## Short task 1
In the database documentation, what kind of database do the Engine and Session objects interact with?
## Short task 2
Rewrite part of the database documentation, beginning at the words "Creates empty database" and stopping after "create_database_session(database_path: Path, echo=False)", with "empty" replaced by "blank".
## Short task 3
Pick up the database documentation where it stops and continue it.

Even if atomic data (.int file) is missing for a particular atom in the system, the information for the point will still be added to the database. This is because the rest the point can still be used in the training set for the other atoms.

create_database(database_path: str | Path, echo=False)

Creates empty database in which important information from a PointsDirectory instance can be stored.

Parameters:

database_path – A string or Path to a (non-existing) database on disk.

create_database_session(database_path: Path, echo=False)

Creates a sqlalchemy Engine object as well as a Session object which are used to interact with the SQLite database.

## Record excerpts
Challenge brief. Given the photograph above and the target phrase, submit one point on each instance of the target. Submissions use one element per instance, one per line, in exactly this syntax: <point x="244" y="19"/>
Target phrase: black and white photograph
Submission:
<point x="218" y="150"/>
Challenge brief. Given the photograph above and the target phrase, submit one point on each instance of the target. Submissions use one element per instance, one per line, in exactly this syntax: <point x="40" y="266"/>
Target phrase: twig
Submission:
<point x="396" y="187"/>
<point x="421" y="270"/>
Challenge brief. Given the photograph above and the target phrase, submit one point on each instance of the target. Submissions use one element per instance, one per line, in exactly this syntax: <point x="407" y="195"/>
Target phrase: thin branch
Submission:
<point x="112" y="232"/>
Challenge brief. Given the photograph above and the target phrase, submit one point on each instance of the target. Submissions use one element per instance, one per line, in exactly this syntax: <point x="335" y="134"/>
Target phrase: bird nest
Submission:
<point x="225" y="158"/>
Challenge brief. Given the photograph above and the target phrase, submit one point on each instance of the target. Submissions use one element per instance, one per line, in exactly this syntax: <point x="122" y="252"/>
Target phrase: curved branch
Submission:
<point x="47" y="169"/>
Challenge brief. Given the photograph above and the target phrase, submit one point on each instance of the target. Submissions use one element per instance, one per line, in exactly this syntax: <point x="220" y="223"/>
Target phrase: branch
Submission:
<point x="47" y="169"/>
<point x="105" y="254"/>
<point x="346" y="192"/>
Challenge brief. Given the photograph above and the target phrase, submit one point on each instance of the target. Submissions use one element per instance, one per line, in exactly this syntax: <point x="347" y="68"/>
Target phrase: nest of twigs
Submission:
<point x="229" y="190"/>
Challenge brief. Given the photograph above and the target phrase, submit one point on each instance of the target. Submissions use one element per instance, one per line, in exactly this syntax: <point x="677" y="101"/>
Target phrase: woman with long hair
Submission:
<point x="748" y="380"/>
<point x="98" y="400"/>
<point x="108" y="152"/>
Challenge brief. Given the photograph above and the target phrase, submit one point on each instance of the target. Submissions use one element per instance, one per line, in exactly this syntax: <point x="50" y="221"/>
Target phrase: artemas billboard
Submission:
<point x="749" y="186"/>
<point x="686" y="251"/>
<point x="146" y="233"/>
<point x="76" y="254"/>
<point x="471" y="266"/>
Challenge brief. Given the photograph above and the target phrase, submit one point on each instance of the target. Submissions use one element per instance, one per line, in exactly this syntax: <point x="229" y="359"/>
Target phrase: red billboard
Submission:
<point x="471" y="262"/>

## Response 1
An SQLite database.

## Response 2
Creates blank database in which important information from a PointsDirectory instance can be stored.

Parameters:

database_path – A string or Path to a (non-existing) database on disk.

create_database_session(database_path: Path, echo=False)

## Response 3
Parameters:
  • database_path – pathlib.Path object to database

  • echo – Whether for SQLAlchemy to echo SQL commands used, defaults to False

get_sqlite_db_information(db_path: str | Path, echo=False) Tuple[List[str], List[str], DataFrame]

Gets relevant information from database needed to post process data and generate datasets for machine learning

Parameters:
  • db_path – Path to SQLite3 database containing Points, AtomNames, and Dataset tables.

  • echo – Whether to echo executed SQL statements, defaults to False

Returns:

Tuple of: List of point ids (integers) contained in the db, List of atom names (str) contained in db, a pd.DataFrame object containing all relevant data needed to construct the datasets.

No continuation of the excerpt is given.